__Prompt__:
Your answer should be the exact lines of the data below from the one containing "Query: slovak flag" through the one containing "Query: dark uniform trousers"; please include nothing else.
- Opening Delimiter -
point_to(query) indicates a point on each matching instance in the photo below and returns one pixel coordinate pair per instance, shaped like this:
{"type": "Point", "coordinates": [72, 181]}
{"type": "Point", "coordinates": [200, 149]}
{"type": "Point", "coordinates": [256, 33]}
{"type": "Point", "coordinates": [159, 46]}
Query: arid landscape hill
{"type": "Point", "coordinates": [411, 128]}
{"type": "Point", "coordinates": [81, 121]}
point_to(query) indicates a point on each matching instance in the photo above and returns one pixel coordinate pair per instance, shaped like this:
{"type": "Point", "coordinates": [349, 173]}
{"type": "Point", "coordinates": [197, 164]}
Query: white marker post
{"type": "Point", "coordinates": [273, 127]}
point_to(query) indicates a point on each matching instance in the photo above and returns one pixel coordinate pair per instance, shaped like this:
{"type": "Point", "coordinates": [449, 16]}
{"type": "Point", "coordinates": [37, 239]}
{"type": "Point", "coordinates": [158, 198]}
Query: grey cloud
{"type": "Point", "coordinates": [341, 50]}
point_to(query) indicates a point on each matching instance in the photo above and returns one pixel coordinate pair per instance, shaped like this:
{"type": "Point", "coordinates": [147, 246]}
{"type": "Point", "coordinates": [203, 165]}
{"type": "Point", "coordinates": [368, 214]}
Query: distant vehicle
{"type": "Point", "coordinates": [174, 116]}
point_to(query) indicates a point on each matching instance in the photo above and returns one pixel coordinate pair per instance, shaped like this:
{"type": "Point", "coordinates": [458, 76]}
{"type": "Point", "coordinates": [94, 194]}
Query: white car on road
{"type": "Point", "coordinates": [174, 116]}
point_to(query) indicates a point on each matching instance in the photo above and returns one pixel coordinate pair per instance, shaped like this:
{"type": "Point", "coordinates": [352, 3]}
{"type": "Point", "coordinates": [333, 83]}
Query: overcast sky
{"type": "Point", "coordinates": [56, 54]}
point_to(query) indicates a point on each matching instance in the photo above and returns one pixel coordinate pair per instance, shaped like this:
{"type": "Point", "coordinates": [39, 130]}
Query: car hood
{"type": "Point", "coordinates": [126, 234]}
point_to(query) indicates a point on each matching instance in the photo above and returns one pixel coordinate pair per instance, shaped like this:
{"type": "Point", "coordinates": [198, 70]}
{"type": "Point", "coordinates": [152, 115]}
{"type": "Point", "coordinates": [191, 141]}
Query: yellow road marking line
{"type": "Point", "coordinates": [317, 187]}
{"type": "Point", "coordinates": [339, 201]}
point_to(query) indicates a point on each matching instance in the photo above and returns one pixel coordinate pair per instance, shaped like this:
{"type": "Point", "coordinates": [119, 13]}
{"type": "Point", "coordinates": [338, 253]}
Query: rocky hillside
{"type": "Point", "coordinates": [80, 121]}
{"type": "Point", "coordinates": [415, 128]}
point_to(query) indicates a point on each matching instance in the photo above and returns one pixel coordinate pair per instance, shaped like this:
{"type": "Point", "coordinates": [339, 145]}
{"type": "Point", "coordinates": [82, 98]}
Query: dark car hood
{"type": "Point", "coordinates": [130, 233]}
- Closing Delimiter -
- Opening Delimiter -
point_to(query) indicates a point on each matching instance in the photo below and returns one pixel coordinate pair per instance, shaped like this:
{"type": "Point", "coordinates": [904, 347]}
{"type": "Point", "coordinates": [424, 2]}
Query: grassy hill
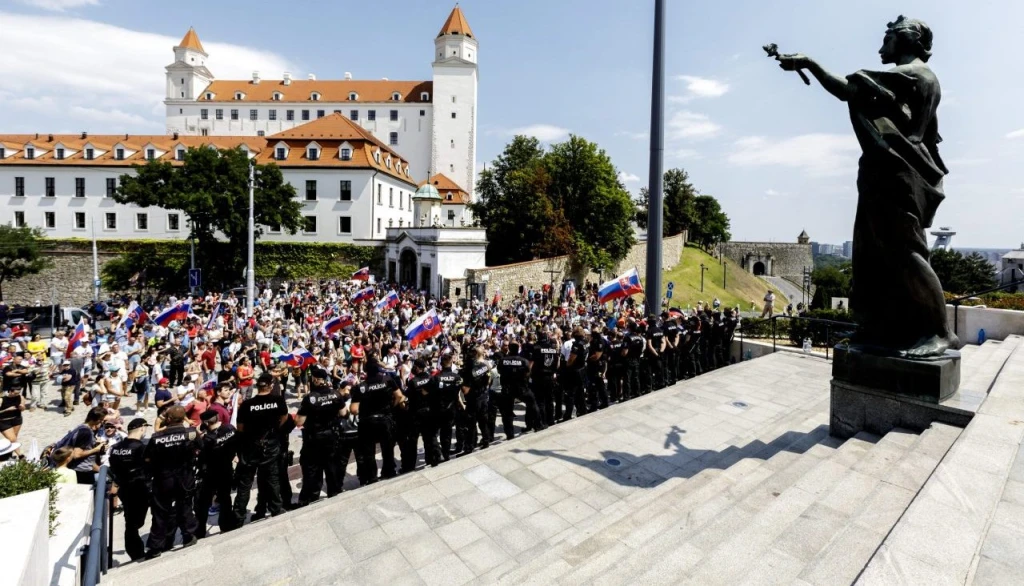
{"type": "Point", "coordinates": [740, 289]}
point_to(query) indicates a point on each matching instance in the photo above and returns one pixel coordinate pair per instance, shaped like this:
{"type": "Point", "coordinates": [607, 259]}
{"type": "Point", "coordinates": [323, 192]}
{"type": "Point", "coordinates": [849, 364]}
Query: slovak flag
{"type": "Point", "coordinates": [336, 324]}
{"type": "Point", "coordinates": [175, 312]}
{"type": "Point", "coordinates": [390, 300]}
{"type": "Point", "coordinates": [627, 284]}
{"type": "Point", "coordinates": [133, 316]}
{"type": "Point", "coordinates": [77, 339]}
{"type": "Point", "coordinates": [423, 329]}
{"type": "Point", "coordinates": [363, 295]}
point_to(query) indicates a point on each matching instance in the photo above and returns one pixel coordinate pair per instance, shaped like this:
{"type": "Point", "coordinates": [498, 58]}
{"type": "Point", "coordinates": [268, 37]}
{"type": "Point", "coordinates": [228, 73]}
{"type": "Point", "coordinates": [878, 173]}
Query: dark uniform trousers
- Closing Delimiter -
- Opening Delimiter -
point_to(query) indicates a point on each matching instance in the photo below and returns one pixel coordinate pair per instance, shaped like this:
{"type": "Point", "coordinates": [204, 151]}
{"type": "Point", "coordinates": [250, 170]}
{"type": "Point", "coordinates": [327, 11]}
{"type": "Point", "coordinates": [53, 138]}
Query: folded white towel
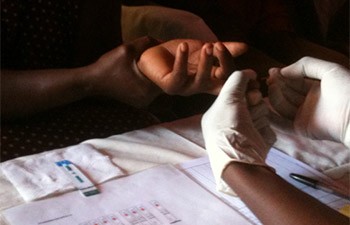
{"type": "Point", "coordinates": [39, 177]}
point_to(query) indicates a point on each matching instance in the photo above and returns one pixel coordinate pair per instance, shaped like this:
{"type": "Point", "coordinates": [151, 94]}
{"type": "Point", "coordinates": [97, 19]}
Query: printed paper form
- Closing Delimiter -
__Answer to this exercise__:
Query: slovak flag
{"type": "Point", "coordinates": [336, 324]}
{"type": "Point", "coordinates": [175, 312]}
{"type": "Point", "coordinates": [390, 300]}
{"type": "Point", "coordinates": [627, 284]}
{"type": "Point", "coordinates": [133, 316]}
{"type": "Point", "coordinates": [77, 339]}
{"type": "Point", "coordinates": [423, 329]}
{"type": "Point", "coordinates": [363, 295]}
point_to(query) indicates a point on each matching instance in the photo above and returns one pixel coordinate pair per instance, shaped like this:
{"type": "Point", "coordinates": [498, 58]}
{"type": "Point", "coordinates": [268, 37]}
{"type": "Point", "coordinates": [228, 73]}
{"type": "Point", "coordinates": [878, 173]}
Query: dark uniform trousers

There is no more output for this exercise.